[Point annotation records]
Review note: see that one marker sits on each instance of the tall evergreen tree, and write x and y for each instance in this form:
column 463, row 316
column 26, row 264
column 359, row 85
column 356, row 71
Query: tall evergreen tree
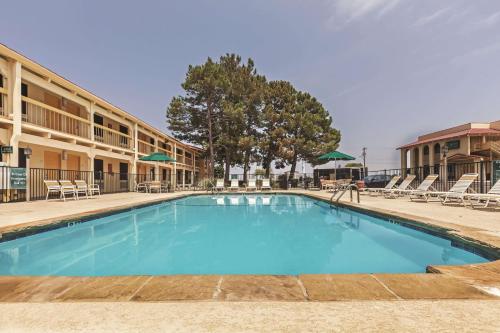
column 195, row 116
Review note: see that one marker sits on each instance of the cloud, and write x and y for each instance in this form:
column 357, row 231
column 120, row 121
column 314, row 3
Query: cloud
column 489, row 21
column 432, row 17
column 472, row 55
column 347, row 11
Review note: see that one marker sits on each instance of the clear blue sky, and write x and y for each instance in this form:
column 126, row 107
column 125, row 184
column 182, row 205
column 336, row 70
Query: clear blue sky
column 386, row 70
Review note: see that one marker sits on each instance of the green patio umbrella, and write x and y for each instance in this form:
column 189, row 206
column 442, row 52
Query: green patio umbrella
column 157, row 157
column 336, row 156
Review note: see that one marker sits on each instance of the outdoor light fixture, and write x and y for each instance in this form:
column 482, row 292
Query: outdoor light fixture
column 28, row 152
column 445, row 150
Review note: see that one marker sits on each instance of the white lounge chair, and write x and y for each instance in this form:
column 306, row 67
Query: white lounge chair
column 81, row 186
column 251, row 185
column 390, row 185
column 459, row 189
column 141, row 186
column 266, row 185
column 234, row 185
column 395, row 192
column 68, row 188
column 219, row 185
column 155, row 186
column 424, row 190
column 52, row 187
column 483, row 200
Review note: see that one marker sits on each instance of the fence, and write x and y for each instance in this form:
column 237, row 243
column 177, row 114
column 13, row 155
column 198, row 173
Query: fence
column 108, row 182
column 448, row 176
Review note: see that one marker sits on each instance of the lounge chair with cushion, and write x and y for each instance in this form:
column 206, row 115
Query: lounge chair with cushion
column 424, row 191
column 81, row 186
column 483, row 200
column 251, row 185
column 390, row 185
column 52, row 187
column 155, row 186
column 459, row 189
column 235, row 186
column 395, row 192
column 67, row 188
column 265, row 184
column 219, row 185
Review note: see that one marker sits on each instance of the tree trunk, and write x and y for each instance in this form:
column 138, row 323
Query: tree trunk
column 246, row 166
column 294, row 166
column 210, row 140
column 227, row 166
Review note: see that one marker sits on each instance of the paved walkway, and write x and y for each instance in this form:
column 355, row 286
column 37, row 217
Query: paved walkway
column 378, row 316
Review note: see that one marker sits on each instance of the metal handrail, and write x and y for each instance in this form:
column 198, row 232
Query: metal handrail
column 342, row 191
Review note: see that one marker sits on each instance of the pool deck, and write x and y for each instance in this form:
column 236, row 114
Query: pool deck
column 470, row 291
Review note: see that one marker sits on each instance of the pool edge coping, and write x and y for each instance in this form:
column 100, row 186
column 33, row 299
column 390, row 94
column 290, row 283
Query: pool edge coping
column 407, row 220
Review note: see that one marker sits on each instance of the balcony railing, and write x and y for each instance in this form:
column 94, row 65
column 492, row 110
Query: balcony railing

What needs to be done ▸ Reproduce word for word every line of the records from the line containing "of the metal" through the last line of the records, with both of those lines included.

Result of this task ▸
Review note: see that one marker sits on each instance of the metal handrail, and write x and y for each instance in this form:
column 198, row 232
Query: metal handrail
column 342, row 191
Review note: see that one marker sits on each instance of the pool deck, and write x and y for each instance in this form:
column 236, row 114
Query: pool deck
column 470, row 291
Review note: see that one marker sits on each instance of the pool edge coping, and write x and y for each instance in this form:
column 100, row 186
column 33, row 299
column 390, row 94
column 290, row 283
Query: pool edge coping
column 407, row 220
Review note: see that one marker sits on each instance of the balcony railing, and write x and y for each instance in this form:
column 94, row 65
column 492, row 110
Query: balcony railing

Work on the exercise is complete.